• _練習題目 A_
根據這篇關於數字化轉型與綠色創新的摘要,回答下列問題:
(i) 研究以哪一時期、哪一範圍公司的面板數據為樣本?
(ii) 機制分析指出,數字化轉型通過哪三種途徑推動企業綠色創新?
(iii) 財政補貼政策對企業數字化轉型綠色創新效應的發揮有何影響?

_ _ _

摘 要:借助數字化轉型推動企業綠色創新是適應當今世界發展趨勢、謀求綠色可持續發展的必要途徑。以2011—2021年中國滬深上市公司的面板數據為樣本,運用面板固定效應模型和調節效應模型探討企業數字化轉型的綠色創新效應,重點識別數字化轉型影響企業綠色創新的微觀傳導機制以及稅收優惠和財政補貼兩種政府干預手段的干預作用。研究發現:數字化轉型對企業綠色創新具有顯著的促進作用,且該結論在經過一系列內生性處理和穩健性檢驗后依然成立。機制分析表明,數字化轉型通過降低信息不對稱程度、緩解融資約束、提升企業治理水平等推動企業綠色創新;政府的稅收優惠政策強化了數字化轉型對企業綠色創新的促進作用,而財政補貼政策對企業數字化轉型綠色創新效應的發揮并未產生明顯影響。異質性分析顯示,企業數字化轉型的綠色創新效應因創新專利類型、生產要素依賴、企業產權性質、行業競爭程度和地理區位分布等的不同而存在差異。

_ _ _

• _練習題目 B_
請將清單中自含有「# point at: man's shadow (one per instance)」的那一行起,直至清單末尾的全部內容照原樣逐行錄下,首尾兩端均包括在內。

_ _ _

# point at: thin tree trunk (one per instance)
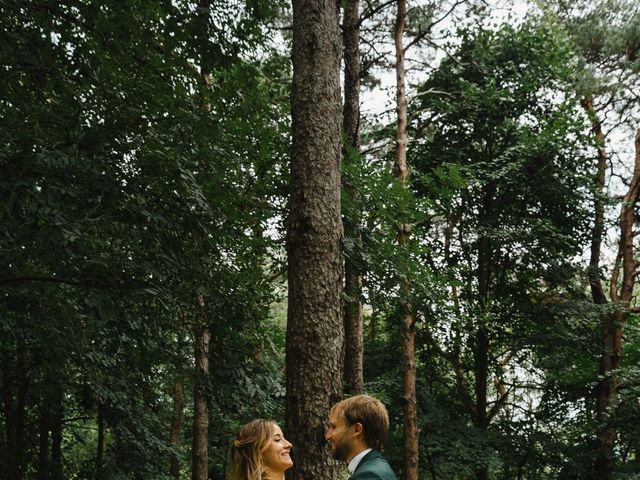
(200, 443)
(57, 420)
(43, 447)
(315, 335)
(409, 408)
(621, 295)
(353, 311)
(100, 446)
(482, 341)
(16, 467)
(174, 434)
(200, 439)
(597, 292)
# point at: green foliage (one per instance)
(123, 200)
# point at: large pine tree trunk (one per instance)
(409, 408)
(353, 311)
(314, 321)
(174, 433)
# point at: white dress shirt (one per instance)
(355, 461)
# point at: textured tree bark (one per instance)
(200, 442)
(174, 432)
(597, 292)
(100, 446)
(409, 408)
(482, 341)
(15, 387)
(315, 332)
(43, 444)
(57, 418)
(353, 311)
(621, 293)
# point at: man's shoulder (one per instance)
(374, 467)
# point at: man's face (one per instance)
(340, 437)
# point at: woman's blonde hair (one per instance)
(246, 452)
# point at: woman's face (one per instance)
(276, 456)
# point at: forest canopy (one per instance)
(476, 206)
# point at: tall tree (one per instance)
(315, 331)
(407, 316)
(486, 129)
(353, 305)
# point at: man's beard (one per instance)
(341, 451)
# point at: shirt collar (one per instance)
(355, 461)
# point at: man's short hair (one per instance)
(370, 413)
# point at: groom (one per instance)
(358, 427)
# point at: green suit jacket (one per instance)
(373, 467)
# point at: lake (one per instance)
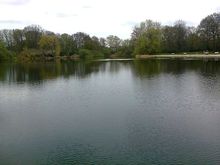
(110, 112)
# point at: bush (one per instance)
(4, 53)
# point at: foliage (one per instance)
(149, 37)
(50, 45)
(4, 53)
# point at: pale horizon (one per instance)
(101, 18)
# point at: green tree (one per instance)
(114, 43)
(32, 36)
(209, 31)
(4, 53)
(68, 45)
(148, 38)
(49, 45)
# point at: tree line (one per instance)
(149, 37)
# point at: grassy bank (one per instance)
(180, 56)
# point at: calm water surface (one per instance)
(116, 112)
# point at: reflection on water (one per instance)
(36, 73)
(112, 112)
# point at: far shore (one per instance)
(179, 56)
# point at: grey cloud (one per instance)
(64, 15)
(86, 7)
(14, 2)
(130, 23)
(10, 22)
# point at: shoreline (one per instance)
(179, 56)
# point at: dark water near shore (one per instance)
(116, 112)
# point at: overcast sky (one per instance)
(101, 17)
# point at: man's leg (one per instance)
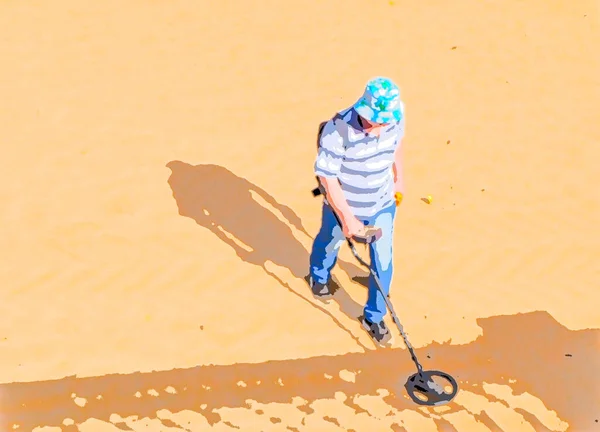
(381, 253)
(325, 251)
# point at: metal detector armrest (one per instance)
(372, 234)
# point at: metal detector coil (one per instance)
(423, 387)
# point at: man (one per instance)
(359, 164)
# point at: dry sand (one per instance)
(156, 215)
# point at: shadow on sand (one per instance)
(527, 352)
(230, 207)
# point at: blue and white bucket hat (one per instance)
(380, 102)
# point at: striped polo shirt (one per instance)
(361, 162)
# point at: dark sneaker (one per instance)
(378, 331)
(319, 289)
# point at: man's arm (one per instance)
(398, 168)
(327, 167)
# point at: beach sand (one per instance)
(157, 218)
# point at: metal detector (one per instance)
(423, 387)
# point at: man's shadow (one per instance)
(229, 206)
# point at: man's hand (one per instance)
(351, 227)
(398, 196)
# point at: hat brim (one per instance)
(379, 117)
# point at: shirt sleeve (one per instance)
(331, 151)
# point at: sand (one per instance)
(157, 217)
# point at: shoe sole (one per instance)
(385, 342)
(317, 296)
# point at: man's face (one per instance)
(370, 124)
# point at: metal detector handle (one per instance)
(320, 191)
(372, 234)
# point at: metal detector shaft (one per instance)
(386, 299)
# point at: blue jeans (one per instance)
(327, 245)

_ _ _

• _練習解答 A_
(i) 2011—2021年中國滬深上市公司的面板數據。
(ii) 降低信息不對稱程度、緩解融資約束、提升企業治理水平。
(iii) 並未產生明顯影響。

• _練習解答 B_
# point at: man's shadow (one per instance)
(229, 206)
# point at: man's hand (one per instance)
(351, 227)
(398, 196)
# point at: hat brim (one per instance)
(379, 117)
# point at: shirt sleeve (one per instance)
(331, 151)
# point at: sand (one per instance)
(157, 217)
# point at: shoe sole (one per instance)
(385, 342)
(317, 296)
# point at: man's face (one per instance)
(370, 124)
# point at: metal detector handle (one per instance)
(320, 191)
(372, 234)
# point at: metal detector shaft (one per instance)
(386, 299)
# point at: blue jeans (one per instance)
(327, 245)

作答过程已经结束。